*What you need to do:*
a - Translate this sentence from the article on childhood food allergies into Spanish: "The root cause of these disorders remains unclear."
b - Extend the article on childhood food allergies past its final sentence with a few more paragraphs in the same voice.

A byproduct of modern life?

        The root cause of these disorders remains unclear. Experts at Children's Hospital doubt that pollution, pesticides or genetic engineering of crops are big factors. Instead, the leading theory boils down to kids growing up in a world that's “too clean.”

        According to this theory, the immune systems of some children have not developed properly because they were not exposed to important environmental triggers early in life. Exactly what those triggers may be remains unclear.

        Maybe kids who don't play outside as much as past generations are missing exposure to a useful bacteria in the soil. Maybe the use of household disinfectants have killed so many bad organisms that infant immune systems don't get enough exercise.

        “It isn't that peanuts have changed. It's more that something about the immune system has changed, which has affected tolerance for peanuts,” Dr. Putnam said.

        For Maria Herrick, the problems appeared soon after birth. Her inability to tolerate formula was first diagnosed as failure-to-thrive, then as an unknown allergy, then as lactose intolerance until finally as an eosinophilic disorder.

        Regardless of the varying diagnoses, Maria was suffering extreme reactions to every food her parents tried. Asthma. Hives. Diarrhea. Vomiting.

        By age 1, Maria was completely dependent on tube feedings of special formulas. Along the way, there were flare-ups despite the tube-feedings, because preventing small children from eating things that look yummy is no easy task.

        “Can you imagine telling a 6-year-old they can't have a cookie, ever? It's a non-stop job,” Mrs. Herrick said.

        To reduce the risk of unsupervised food temptations, Mrs. Herrick said she home-schools Maria — one of the many lifestyle changes such families face.

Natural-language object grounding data
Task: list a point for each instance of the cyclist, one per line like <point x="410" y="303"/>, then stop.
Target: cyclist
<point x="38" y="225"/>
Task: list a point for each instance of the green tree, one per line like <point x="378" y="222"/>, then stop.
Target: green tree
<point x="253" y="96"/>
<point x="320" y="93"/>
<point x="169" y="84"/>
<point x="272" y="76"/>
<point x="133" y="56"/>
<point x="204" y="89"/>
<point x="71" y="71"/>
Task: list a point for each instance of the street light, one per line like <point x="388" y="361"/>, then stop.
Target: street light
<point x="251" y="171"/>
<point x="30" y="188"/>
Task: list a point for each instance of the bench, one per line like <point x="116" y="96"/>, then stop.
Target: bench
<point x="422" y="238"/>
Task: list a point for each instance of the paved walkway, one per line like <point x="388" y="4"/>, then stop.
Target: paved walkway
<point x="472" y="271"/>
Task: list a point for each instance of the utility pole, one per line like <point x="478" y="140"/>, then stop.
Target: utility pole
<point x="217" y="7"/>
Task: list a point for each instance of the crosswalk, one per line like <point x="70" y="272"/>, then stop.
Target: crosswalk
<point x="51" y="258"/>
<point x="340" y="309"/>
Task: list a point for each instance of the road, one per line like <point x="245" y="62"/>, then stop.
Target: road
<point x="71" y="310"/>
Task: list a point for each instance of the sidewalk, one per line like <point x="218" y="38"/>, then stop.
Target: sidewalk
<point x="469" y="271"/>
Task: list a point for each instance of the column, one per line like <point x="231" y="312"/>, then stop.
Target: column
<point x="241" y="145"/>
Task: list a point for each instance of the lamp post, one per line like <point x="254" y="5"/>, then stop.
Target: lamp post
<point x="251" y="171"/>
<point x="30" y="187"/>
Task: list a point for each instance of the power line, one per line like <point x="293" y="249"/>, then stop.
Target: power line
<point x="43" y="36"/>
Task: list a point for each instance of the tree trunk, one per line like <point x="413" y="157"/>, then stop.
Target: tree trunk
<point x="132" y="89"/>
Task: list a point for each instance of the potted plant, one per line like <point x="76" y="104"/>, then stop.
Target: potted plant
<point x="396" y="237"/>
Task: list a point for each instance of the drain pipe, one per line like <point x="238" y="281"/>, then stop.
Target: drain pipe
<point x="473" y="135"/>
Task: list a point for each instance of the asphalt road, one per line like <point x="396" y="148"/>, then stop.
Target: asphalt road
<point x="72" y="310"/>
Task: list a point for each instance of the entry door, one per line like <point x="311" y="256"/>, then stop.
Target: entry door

*Responses to the exercise:*
a - La causa fundamental de estos trastornos sigue sin estar clara.

b -
Conference confronts issues

        Besides seeking more study of this disorder, doctors and families are urging Ohio lawmakers to support H.B. 318, a bill that would require insurers to pay for medically prescribed dietary formulas.

        Some insurers will pay for special formulas when they have to be administered through a g-tube, but many don't pay if the child can swallow the liquid instead.

        “They say, "We don't pay for food,”' Dr. Putnam said.

        As a result, some families struggle to pay thousands of dollars per year, out-of-pocket, for formulas that are every bit as medically necessary as insulin for a diabetic, Dr. Putnam said.

        For Rhonda Walker of Duncansville, Pa., whose daughter Lauren, 11, relies on the feeding tube for nutrition, the conference gave the family a chance to meet others who live with similar problems and questions about coping with the disease.

        “It was nice to hear someone voice the same concerns,” Ms. Walker said. “It's comforting to be able to talk to them.”

        Gill and Andy Heapy, who traveled from Liverpool, England to take part in the conference with their son, Jack, 2, said they've never met anyone in their homeland with the same condition.

        They'll return home, they say, with new ideas about how people cope with the disorder.